Given instruction:
Count the lines in the entries below that contain the string "provide", and give only that number.

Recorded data
* BEGIN *

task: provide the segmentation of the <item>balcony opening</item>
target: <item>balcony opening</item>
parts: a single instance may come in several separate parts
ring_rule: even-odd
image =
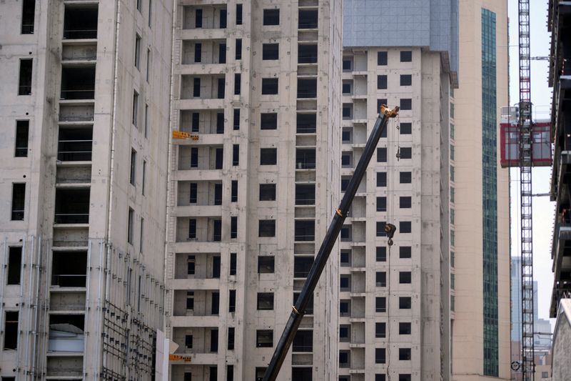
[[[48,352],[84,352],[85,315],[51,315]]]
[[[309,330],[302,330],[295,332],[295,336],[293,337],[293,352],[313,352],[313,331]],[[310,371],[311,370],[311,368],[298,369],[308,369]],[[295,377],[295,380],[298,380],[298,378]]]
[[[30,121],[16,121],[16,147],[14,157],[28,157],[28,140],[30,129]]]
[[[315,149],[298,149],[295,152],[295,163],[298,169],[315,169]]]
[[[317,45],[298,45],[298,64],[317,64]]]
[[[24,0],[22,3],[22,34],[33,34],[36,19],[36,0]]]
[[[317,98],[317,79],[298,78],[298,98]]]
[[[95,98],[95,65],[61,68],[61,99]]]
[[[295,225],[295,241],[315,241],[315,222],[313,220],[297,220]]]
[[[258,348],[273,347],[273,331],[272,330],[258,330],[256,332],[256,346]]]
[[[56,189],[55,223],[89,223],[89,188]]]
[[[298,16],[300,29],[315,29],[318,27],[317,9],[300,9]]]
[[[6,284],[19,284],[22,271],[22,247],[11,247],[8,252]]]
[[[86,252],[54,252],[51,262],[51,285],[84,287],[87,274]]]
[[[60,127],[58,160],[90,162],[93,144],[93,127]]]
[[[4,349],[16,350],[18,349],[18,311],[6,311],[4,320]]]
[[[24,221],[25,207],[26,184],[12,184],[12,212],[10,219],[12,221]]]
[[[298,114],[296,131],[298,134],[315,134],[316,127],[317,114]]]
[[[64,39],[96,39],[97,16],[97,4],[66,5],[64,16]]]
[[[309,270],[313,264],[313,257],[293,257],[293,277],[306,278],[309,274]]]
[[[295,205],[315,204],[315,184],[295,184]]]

* END *
* BEGIN *

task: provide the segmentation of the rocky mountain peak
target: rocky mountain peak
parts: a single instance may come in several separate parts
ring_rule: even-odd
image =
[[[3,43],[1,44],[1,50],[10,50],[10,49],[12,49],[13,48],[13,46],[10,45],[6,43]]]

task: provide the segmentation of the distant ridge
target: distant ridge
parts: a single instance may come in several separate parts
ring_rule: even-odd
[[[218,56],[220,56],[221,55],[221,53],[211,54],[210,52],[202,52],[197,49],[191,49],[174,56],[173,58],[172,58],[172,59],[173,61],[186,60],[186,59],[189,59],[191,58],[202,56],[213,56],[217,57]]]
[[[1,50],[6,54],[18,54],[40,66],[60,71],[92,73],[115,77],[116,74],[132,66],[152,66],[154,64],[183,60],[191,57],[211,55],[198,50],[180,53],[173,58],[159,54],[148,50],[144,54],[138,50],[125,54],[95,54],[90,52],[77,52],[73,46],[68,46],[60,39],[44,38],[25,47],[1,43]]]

* END *

Task response:
3